| Work to do |
Reproduce exactly the lines below, starting with the line that contains "the snake in" and ending with the last line of the records, both included, and nothing else.

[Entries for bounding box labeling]
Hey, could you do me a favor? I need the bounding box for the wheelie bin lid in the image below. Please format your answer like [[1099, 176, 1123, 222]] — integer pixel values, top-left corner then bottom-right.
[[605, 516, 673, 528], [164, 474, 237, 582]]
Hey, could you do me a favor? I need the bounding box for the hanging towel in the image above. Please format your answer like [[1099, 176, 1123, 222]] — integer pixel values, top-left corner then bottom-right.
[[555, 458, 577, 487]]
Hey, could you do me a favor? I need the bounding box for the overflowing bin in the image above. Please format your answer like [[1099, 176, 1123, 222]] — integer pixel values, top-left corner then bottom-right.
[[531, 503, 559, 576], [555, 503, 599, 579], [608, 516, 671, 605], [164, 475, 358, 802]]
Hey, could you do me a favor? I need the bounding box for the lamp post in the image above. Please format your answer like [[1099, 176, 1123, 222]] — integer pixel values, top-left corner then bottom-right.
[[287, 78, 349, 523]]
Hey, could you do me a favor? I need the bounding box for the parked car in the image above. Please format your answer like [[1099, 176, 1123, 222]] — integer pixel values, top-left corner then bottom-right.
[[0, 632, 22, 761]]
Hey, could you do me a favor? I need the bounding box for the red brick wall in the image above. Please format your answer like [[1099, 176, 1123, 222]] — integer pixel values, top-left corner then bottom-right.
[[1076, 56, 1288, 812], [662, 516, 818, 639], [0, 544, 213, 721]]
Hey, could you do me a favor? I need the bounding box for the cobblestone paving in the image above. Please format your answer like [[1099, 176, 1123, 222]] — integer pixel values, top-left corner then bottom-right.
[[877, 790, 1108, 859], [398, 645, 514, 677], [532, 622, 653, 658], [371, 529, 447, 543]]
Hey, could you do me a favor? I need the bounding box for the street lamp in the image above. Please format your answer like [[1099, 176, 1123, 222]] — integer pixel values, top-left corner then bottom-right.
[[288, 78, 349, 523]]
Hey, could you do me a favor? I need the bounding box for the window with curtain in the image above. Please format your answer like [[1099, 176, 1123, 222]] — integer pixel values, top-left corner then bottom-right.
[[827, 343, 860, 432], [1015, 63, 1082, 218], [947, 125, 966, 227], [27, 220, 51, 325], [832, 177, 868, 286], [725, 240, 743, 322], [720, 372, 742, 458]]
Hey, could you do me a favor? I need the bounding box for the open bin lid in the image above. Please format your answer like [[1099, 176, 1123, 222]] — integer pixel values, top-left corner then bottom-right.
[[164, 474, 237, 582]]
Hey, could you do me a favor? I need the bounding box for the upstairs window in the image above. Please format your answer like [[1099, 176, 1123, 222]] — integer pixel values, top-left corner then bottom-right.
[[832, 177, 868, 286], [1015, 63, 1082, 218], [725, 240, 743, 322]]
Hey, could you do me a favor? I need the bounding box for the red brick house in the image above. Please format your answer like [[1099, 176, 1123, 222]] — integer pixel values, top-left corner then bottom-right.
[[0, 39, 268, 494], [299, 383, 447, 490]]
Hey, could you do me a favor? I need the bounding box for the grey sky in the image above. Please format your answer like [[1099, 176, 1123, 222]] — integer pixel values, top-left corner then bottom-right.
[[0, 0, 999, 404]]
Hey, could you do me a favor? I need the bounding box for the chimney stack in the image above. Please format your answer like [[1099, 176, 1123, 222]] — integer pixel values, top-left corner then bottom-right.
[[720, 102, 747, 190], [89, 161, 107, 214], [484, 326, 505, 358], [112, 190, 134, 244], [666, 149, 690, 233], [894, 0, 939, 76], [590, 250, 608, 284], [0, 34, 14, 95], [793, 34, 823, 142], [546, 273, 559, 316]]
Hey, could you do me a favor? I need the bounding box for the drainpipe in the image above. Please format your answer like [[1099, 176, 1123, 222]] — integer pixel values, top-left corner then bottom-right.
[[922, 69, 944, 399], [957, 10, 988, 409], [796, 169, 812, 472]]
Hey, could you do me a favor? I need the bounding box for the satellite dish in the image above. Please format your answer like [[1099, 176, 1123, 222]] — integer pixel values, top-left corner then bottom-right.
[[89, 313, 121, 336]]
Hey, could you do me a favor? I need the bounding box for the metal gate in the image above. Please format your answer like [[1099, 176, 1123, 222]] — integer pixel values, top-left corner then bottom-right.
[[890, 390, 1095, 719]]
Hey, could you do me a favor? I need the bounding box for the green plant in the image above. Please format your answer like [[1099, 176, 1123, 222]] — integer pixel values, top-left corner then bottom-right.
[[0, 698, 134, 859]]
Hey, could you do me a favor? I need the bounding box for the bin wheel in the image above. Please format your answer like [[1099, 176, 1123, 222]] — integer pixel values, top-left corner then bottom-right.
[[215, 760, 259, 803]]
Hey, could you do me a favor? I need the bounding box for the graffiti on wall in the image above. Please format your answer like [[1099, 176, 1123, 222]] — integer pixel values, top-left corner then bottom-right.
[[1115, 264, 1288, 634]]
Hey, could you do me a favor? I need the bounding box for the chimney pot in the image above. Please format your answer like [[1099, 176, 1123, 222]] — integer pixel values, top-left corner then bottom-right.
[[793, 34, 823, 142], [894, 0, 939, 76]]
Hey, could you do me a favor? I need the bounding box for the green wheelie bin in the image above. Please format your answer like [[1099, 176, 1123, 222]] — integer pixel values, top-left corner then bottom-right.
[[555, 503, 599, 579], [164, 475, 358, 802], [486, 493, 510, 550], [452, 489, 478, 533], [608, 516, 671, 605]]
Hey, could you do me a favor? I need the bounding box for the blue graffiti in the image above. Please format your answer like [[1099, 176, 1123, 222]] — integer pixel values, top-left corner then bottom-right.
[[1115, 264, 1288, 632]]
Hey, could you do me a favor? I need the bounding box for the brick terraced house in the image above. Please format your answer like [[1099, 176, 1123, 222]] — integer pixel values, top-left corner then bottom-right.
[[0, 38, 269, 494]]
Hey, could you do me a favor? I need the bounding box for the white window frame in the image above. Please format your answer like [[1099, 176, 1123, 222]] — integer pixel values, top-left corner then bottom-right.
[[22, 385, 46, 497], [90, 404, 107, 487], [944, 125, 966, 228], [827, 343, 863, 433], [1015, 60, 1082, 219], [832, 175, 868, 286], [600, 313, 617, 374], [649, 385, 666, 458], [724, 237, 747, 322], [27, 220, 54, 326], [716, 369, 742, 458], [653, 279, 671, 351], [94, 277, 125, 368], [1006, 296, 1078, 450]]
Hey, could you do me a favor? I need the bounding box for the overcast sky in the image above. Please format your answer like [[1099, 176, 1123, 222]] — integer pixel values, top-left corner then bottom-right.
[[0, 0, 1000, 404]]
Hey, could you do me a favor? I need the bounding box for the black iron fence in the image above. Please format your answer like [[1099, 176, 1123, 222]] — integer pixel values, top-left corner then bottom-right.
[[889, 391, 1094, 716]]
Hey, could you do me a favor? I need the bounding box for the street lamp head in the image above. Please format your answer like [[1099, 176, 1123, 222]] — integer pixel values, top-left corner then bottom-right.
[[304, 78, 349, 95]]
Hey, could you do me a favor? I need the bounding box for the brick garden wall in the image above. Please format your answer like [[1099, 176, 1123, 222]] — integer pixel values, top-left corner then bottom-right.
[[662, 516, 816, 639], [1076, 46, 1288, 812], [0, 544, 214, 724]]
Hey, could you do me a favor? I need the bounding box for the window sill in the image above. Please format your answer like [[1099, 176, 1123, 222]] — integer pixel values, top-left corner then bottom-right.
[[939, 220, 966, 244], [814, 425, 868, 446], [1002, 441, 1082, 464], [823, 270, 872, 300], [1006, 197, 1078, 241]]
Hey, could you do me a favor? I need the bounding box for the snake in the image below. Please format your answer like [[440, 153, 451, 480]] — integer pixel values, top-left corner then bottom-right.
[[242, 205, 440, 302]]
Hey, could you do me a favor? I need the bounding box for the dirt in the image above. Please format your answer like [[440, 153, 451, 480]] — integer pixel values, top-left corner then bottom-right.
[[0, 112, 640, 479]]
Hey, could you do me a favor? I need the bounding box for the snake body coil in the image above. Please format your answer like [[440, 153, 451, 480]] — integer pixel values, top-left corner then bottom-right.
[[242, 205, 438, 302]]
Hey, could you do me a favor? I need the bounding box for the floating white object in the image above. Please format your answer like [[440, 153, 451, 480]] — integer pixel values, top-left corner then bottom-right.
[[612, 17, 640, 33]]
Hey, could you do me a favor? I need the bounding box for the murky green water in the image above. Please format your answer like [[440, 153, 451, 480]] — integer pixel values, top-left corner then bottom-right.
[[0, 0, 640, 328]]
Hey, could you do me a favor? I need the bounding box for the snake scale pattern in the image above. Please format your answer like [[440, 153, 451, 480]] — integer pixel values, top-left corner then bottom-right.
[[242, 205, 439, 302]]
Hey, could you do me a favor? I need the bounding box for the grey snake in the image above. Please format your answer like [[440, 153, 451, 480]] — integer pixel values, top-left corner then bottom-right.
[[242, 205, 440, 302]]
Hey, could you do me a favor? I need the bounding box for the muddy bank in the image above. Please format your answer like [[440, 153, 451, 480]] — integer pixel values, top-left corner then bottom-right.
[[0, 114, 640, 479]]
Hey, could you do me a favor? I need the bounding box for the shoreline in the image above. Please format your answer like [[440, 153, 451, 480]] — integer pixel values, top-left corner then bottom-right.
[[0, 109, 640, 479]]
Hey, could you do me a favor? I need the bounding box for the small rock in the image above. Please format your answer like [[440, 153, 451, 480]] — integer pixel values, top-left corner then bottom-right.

| Correct response |
Hey, could you do me a favor? I need the bounding box for the snake in the image below. Please format your answer like [[440, 153, 451, 480]] — integer pixel values, top-left corner then bottom-right.
[[242, 205, 440, 302]]
Hey, could you do me a favor? I need the bounding box for the dirt in the image above. Please format your answer like [[440, 153, 451, 480]] — integer pixel values, top-left corner then bottom-right.
[[0, 112, 640, 479]]
Hey, could you do me a favor? I need the bounding box for the snake body coil in the image above. Please format your answer like [[440, 153, 451, 480]] — integer pixel values, top-left corner then bottom-right.
[[242, 205, 438, 302]]
Hey, could you do me a favor? I need the bounding box for the floating white object in the image above. Please format your answer like [[440, 153, 451, 480]] — integer pixel values, top-left corner then bottom-right.
[[612, 17, 640, 33]]
Hey, could you do me a favor? I need the bounding box for the murky green water in the image above. Please format your answer like [[440, 153, 451, 480]] — integer pixel values, top-left corner then bottom-right.
[[0, 0, 640, 328]]
Hey, could you do me a favor? I need the bounding box for the snake scale pattern in the image above. Please format your answer like [[440, 153, 451, 480]] — integer pixel values, top-left corner then bottom-right.
[[242, 205, 439, 302]]
Hey, could you do me a favor? I need the bounding box for the grey snake in the image above. Please format your answer like [[440, 153, 451, 480]] — integer pixel values, top-left corner then bottom-right.
[[242, 205, 440, 302]]
Hey, could you do me a favor? I need the bounding box for the muddy bank in the image above. Please format your answer like [[440, 153, 451, 480]] — integer pixel values, top-left corner then bottom-right.
[[0, 114, 640, 479]]
Hey, could you do me a favor? I need the bounding box for the shoreline in the image above. Please format your answer like [[440, 153, 451, 480]] — integer pixel values, top-left corner then bottom-right.
[[0, 109, 640, 479]]
Hey, could you do me a favor? I need the bounding box for the small rock in the image above. Please format your answer like [[440, 153, 451, 480]] — integer pixel values, top-left corner then bottom-right.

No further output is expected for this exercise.